イベリコ豚について述べた文書セクションを、その最後の文に続けて書き進めてください。

文書セクション:
__________

1. イベリコ豚とは?どんな特徴がある?

イベリコ豚の「イベリコ」とは、スペインとポルトガルのあるイベリア半島のことを指す。イベリコ豚はイベリア半島原産種の子孫であると考えられており、現在はイベリア半島の中央部、スペイン南西部で主に飼育されている。
黒脚の豚
イベリコ豚の特徴は、皮膚の色や硬い毛質だ。黒い脚と爪をもっていることが多く、pata negra(スペイン語で「黒い脚」)と呼ばれることもある。ただし、必ずしも黒い脚や爪をもつわけではなく、ほかの種類の豚にも同様の特徴が見られる場合もあるため、正確に見分ける基準とはならない。

__________

表示データ:

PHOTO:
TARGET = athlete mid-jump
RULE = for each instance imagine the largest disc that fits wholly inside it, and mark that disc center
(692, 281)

__________

最終結果:
イベリコ豚の品種
イベリコ豚には、イベリア種100%の純血種と、イベリア種とデュロック種(アメリカ起源の赤毛の豚)の交配種がある。交配種の場合、イベリコ豚と称することができるのはイベリア種50%以上のものに限られている。また、スペイン政府の認証が必要だ。
肉質の特徴
イベリコ豚は、脂肪を筋肉組織内に浸透させる力をもつといわれる。豚肉の脂が肉に混ざりやすいため、霜降りが少ないというのがイベリコ豚の肉質の特徴だ。この特徴はイベリア種100%に近付くほど顕著になり、逆に混血50%に近付くほど霜降りが多くなる。また、メス系統100%は肉質がやや硬めであるのに対し、オス系統100%やイベリア種75%とデュロック種25%の交配種は、比較的柔らかいというように、品種による違いもある。
2. イベリコ豚のベジョータは最高ランク!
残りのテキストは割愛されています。